作業指示
1. 営業についての本文を2文で要約してください。
2. 営業についての本文を、最後の一文の後から書き継いでください。

本文
+ + + +
あと、士農工商の影響なのか、営業を悪いこと、いやしいことと卑下している風土もまだあります。そもそも営業活動はお客様にとって必要なサービスや商品をお届けする活動であり、その対価としてお金を払っていただいています。自社が提供しているサービスや商品が、社会やユーザーのためになるものであれば、営業って、ほんとうに尊い活動なんです。
今の時代、企業と企業の長期のお取引関係が崩れてきたため、一刻も早く売上を立てないといけない。だから、恥も失敗もかけ捨てて、ガンガン営業取りに行かないといけません。自分の思っている方向に話が進むように、あえて空気を読まず、時としてKY(空気を読まない)になることも必要です。品が良いだけの営業をやっていたら、営業成果をなかなか出せない時代になっているように思います」
■ビジネスでのソーシャルメディア利用は実名以外ありえない
―現代の営業マンの傾向について、どのようにお考えですか? 一概に言えることではないのかも知れませんが…。
「会社に依存する傾向が強くなってきているとは思いますね。景気が悪いのもあるでしょうけど、今の会社で過ごしていれば安泰だという考えもあるでしょう。でも、私からすれば、実は依存することによるリスクのほうが高まっているんですよ。年功序列や終身雇用はとっくの昔に崩れてしまっているのに、日本のビジネスマンはその妄想にまだすがったままです。正直言うと、そんなことでは10年、20年先はないですよ。これから10年活躍するためには、営業スタイルを環境に合わせて変えて、新規開拓の営業力をつけない限り難しいと思います」
―また、企業としても社員が営業力を身につけなければ、生き残っていけませんよね。
そうなのですが、会社に依存する傾向は特に大企業に見られるんです。そもそも安定志向を持っている人の方が大企業を志望されますし、入社後も、前向きにガンガンいかなくても、5年、10年過ごせてしまったりするんですね。そうなると、新規での売上の立て方が分からないまま上司の立場になってしまい、若手に教えることができなくなります。
本当は、経営層や経営幹部層がそういったことを下に教えていくべきなのでしょうけど、日本人は学校教育の影響もあって、みんな横並びになって平均的にやるという風潮がありますが、それは会社組織でも同じです。スティーブ・ジョブズ氏が“Do Different!”と言ったように、自分の強みを生かして人とは違うことをやる、特に自分しかできないことをやるというのが大事なんです」
―それは、米国系の投資銀行からキャリアをスタートして、独立系ベンチャーキャピタル、大学の専任講師、大手信託銀行を経て、現在ベンチャー企業の社長をされている冨田さんならでは見解ですよね。
「これまでいろいろなポジションを経験してきたので、今の状況がよく見えるんですよ」
―本書では、自己アピールのためにソーシャルメディアの活用をすすめていらっしゃいます。冨田さんご自身もソーシャルメディアを活用されているんですよね。
+ + + +
(検出データセットからの抜粋)
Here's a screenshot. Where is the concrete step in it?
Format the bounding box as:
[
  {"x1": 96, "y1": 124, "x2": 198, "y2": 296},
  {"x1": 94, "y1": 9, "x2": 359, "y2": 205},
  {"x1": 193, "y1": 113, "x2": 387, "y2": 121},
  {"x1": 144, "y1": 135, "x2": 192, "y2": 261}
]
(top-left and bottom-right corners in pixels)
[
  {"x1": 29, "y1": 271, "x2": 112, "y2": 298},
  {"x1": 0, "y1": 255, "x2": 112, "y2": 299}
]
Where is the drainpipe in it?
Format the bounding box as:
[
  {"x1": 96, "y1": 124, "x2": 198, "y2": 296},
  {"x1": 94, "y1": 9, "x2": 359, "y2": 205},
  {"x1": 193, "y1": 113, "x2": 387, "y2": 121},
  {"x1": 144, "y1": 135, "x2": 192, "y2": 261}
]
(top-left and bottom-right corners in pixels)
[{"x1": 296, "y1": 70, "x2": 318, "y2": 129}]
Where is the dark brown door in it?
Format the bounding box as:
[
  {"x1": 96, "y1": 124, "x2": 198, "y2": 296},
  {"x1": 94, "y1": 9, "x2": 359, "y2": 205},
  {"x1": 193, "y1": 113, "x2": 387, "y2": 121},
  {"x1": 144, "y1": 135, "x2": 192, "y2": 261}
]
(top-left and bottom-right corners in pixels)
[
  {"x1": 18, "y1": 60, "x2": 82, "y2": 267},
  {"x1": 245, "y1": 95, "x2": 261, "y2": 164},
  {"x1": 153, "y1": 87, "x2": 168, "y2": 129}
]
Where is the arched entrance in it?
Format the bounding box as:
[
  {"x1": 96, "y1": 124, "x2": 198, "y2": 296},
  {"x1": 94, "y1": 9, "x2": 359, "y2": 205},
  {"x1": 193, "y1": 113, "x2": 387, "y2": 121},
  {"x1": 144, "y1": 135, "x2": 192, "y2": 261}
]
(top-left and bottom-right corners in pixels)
+ + + +
作業の結果
1. 営業はお客様に必要なサービスや商品を届ける活動であり、社会やユーザーのためになるものなら尊い活動だが、今の時代は恥も失敗も恐れずに積極的に営業を取りに行かなければ成果を出しにくいとされている。また、特に大企業で見られる会社への依存はかえってリスクを高めており、営業スタイルを環境に合わせて変えて新規開拓の営業力をつけることや、自分の強みを生かして人とは違うことをやることが大事だと述べられている。

2.
「活用しています。以前、銀行に勤めていたときは、あまりにも規制が厳しくて、ソーシャルメディアを全く使っていませんでした。率先して使い出したのは社長になってからなのですが、今、改めて思うのは、大企業はあまりソーシャルメディアの活用について厳しく言い過ぎるのは良くないということですね。もちろん情報漏えいのリスクはありますが、孫正義さんがツイッターで社員全員に一斉連絡する、あのくらいの感覚で使えばいいんじゃないかなと思います。
そもそも、自分から考えや情報を発信しないと、有益な情報を得ることはできないんですよね。また、独立している人にとっては、情報を出していくことで信頼される部分もあります。
営業活動はコンタクト数が大事ですから、いかにコンタクト数を増やすかということが重要なのですが、リアルで交流会をまわっても、限界があります。だから、それをウェブやソーシャルメディアを使って補完していくイメージですね。そうすると、リアルでのシュート成功率は高まるんですよ。また、SNS疲れにならないように、がっちり考えないほうがいいです。私はブログを書くとき、一つの記事をつくるのにに10分以上かけないようにしています。誤字脱字も気にしません。早く記事を出すことに意味があると思わないと」
―ただ、情報を発信する上でのデメリットとなる部分もあります。
「確かに会社勤めをしている方は、安易に発言して、公式見解と受け止められてしまうリスクがありますから、発信しにくいところはあると思います。
また、上司にプライベートを見られてしまうのが嫌という方も多いですね。そういったときは、友達限定で公開するものと、外部に伝えたいものを分けて発信すればいいのではないかと思います。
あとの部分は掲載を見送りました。